* The problem
The reply must contain all of the records, unchanged.
***** Exercise input *****
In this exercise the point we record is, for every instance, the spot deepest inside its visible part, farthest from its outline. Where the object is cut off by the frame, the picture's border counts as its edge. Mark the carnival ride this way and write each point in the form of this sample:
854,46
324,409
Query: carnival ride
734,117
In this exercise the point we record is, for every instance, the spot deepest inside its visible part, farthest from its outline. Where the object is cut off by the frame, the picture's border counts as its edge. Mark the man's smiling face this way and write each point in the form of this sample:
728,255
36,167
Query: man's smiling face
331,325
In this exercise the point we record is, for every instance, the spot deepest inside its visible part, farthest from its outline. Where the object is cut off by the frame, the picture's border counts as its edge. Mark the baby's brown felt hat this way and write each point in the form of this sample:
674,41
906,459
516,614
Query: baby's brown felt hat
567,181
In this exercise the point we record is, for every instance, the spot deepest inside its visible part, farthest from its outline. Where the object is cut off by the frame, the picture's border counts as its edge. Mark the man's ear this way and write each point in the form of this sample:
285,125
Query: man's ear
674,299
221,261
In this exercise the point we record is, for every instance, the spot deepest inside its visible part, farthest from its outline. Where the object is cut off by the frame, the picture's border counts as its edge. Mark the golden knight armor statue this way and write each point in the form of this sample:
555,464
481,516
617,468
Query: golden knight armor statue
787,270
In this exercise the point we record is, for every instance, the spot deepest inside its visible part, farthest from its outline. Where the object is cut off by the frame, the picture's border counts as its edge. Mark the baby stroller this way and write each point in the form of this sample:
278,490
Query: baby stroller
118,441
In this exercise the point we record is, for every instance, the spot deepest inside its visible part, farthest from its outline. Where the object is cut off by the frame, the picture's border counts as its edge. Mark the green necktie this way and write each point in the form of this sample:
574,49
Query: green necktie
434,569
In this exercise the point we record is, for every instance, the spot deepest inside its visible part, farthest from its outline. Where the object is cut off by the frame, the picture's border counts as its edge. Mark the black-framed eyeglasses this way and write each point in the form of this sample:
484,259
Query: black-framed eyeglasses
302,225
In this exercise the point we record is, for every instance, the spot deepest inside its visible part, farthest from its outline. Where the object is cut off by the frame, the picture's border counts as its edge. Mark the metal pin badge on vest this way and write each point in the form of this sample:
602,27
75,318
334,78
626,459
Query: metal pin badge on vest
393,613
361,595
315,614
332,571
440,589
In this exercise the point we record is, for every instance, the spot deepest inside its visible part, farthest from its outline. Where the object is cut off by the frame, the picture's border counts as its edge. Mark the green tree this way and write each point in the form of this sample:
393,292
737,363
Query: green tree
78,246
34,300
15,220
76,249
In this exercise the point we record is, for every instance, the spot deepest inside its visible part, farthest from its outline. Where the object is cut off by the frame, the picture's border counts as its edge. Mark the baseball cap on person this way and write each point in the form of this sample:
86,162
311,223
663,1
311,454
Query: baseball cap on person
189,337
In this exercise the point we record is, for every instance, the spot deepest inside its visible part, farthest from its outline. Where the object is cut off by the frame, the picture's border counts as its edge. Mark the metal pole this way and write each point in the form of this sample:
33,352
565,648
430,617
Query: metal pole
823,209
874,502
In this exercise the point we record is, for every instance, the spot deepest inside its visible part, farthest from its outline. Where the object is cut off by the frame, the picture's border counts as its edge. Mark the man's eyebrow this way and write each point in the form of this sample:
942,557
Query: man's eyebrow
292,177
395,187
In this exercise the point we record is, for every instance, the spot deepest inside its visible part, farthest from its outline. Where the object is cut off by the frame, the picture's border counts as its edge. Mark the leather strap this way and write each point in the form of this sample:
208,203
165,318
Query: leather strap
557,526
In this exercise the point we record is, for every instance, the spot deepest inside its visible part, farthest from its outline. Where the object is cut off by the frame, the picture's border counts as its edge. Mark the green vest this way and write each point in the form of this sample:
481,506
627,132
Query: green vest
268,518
*****
* Output of the task
In this exercise the point we record is, for every instance, the spot deepest inside its visible part, farthest from its outline. Where the object is cut off by the frame, the picture's border counts as its edge. Mark the carnival ride this way and write each point in the form of this sample:
854,46
324,409
Query: carnival ride
734,117
In this exercise the point we record is, for every instance, the spot deepest inside its visible part, farthest from its outline. Where the object is cut off by the frame, the picture's border counts as its edge. Mark the man's smiling face this way and write each point in the form of this sample:
728,255
36,167
Query: man's smiling face
331,325
In this exercise the point we record is, for every instance, the spot deepest inside its visible part, farthest from its outline. Where the object is cut off by the frame, the picture's border counts as its edge. Mark the baby's brown felt hat this way and write each point in the form of this sample:
674,41
906,459
516,614
Query: baby's brown felt hat
567,181
In this exercise the point we record is, for every instance, the spot deepest inside its visible part, farthest from its outline. Where the object is cut off by the frame, the picture's border counts as its edge. Mark the man's ear this way and write each point in the form of this sample:
285,125
Query: man's ear
674,299
221,261
In this exercise the point we record is, for every instance, the spot deepest inside its visible part, farthest from its outline. Where the object is cut off by the frame, the picture's border counts as its edge. Mark the golden knight armor statue this way and write each point in the form of this sample:
555,464
481,516
617,468
Query: golden knight armor statue
787,270
In this exercise the point we record is, for every instance, the spot deepest inside its visible part, farthest from its outline. Where the object is cut off by the frame, the picture's border counts as its edge. Mark the baby stroller this way and write each point in the form of this sample:
278,490
Query: baby stroller
118,441
In this exercise the point we record is, for every instance, the spot deepest inside its visible part, farthest from its outline. Where the object is cut off by the frame, the picture's border counts as its edge. Mark the green necktie this way and write each point in the form of this sample:
574,49
Query: green necktie
434,569
In this exercise the point we record is, for every instance, the spot deepest inside its visible part, farthest from its outline. Where the object is cut off by the frame, the picture's border counts as its edge. Mark the black-framed eyeglasses this way and write each point in the form of this sample:
484,259
Query: black-framed eyeglasses
302,225
In this exercise the point we record is, for every instance, the spot deepest inside its visible part, farthest from its outline. Where the object is cut off by the frame, the picture's border counts as its edge. Mark the metal pin badge on vest this way and write each point in the form of this sample:
602,27
75,318
334,78
626,459
Query: metal pin badge on vest
393,613
361,595
315,614
332,571
440,589
In this exercise the point we record is, for every instance, the spot deepest inside its visible part, farthest from its outline. Where the object is cut off by the frame, the picture's border counts as its edge. Mark the green tree this way and write each point in the form of this sample:
393,292
737,363
Query: green tree
78,246
34,300
15,220
76,249
In this exercise the point we record is, for every instance, the spot deepest inside its visible part, farthest from its outline. Where the object is cut off by the frame, the picture's border counts as its edge. Mark the baseball cap on person this way and write each point in the form of this sample:
86,162
311,223
663,1
311,454
Query: baseball cap on person
189,337
In this exercise the point we record is, for every instance, the spot deepest inside its visible part, farthest from its outline. Where the object is cut off by the frame, the picture's border counts as its edge. Mark the metal pole this way and write each point in the form of this sample:
33,352
565,648
430,617
Query: metal pole
823,209
874,502
In this exercise the point we record is, for every instance, the spot deepest inside its visible part, farthest from its outline. Where the object is cut off by the frame, the picture's border counts as its edge. Mark the man's eyebrow this way and write each point in the form of this sample:
942,557
Query: man's eyebrow
292,177
395,187
In this exercise the point we record is, for every instance, the spot deepest inside its visible part, farthest from its outline. Where the object is cut off by the frame, the picture's border counts as its edge. Mark the leather strap this way and write each point in the form of this sample:
208,203
165,318
Query: leather strap
557,526
In this exercise the point we record is, for every instance, the spot deepest inside its visible part, farthest from its outline. Where the object is cut off by the frame, the picture's border counts as its edge. Mark the green vest this way and write each point in the form of this sample:
481,506
627,132
Query: green vest
268,518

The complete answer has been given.